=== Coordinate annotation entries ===

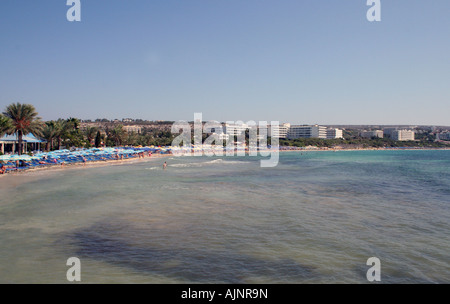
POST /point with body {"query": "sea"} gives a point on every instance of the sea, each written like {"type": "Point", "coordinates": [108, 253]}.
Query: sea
{"type": "Point", "coordinates": [317, 217]}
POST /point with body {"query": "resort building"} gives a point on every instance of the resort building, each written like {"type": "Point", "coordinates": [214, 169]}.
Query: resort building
{"type": "Point", "coordinates": [281, 130]}
{"type": "Point", "coordinates": [10, 143]}
{"type": "Point", "coordinates": [334, 133]}
{"type": "Point", "coordinates": [305, 131]}
{"type": "Point", "coordinates": [135, 129]}
{"type": "Point", "coordinates": [388, 131]}
{"type": "Point", "coordinates": [402, 135]}
{"type": "Point", "coordinates": [371, 134]}
{"type": "Point", "coordinates": [443, 136]}
{"type": "Point", "coordinates": [235, 129]}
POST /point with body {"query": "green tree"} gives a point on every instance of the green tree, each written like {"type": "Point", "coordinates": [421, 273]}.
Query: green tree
{"type": "Point", "coordinates": [90, 133]}
{"type": "Point", "coordinates": [5, 125]}
{"type": "Point", "coordinates": [25, 120]}
{"type": "Point", "coordinates": [98, 139]}
{"type": "Point", "coordinates": [49, 133]}
{"type": "Point", "coordinates": [116, 134]}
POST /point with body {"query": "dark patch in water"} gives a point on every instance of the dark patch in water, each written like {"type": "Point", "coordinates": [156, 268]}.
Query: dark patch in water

=== Task brief ===
Reproduce, word for word, only the lines from the one that contains "of the green" through the final line.

=== Answer in full ===
POST /point with body {"query": "green tree"} gives a point on every instance of the green tree, each written like {"type": "Point", "coordinates": [421, 273]}.
Query: green tree
{"type": "Point", "coordinates": [90, 133]}
{"type": "Point", "coordinates": [5, 125]}
{"type": "Point", "coordinates": [25, 120]}
{"type": "Point", "coordinates": [98, 139]}
{"type": "Point", "coordinates": [49, 133]}
{"type": "Point", "coordinates": [116, 134]}
POST /point with body {"query": "dark patch in water"} gives a point on every instance of the dark patch in water, each written like {"type": "Point", "coordinates": [156, 268]}.
Query: dark patch in water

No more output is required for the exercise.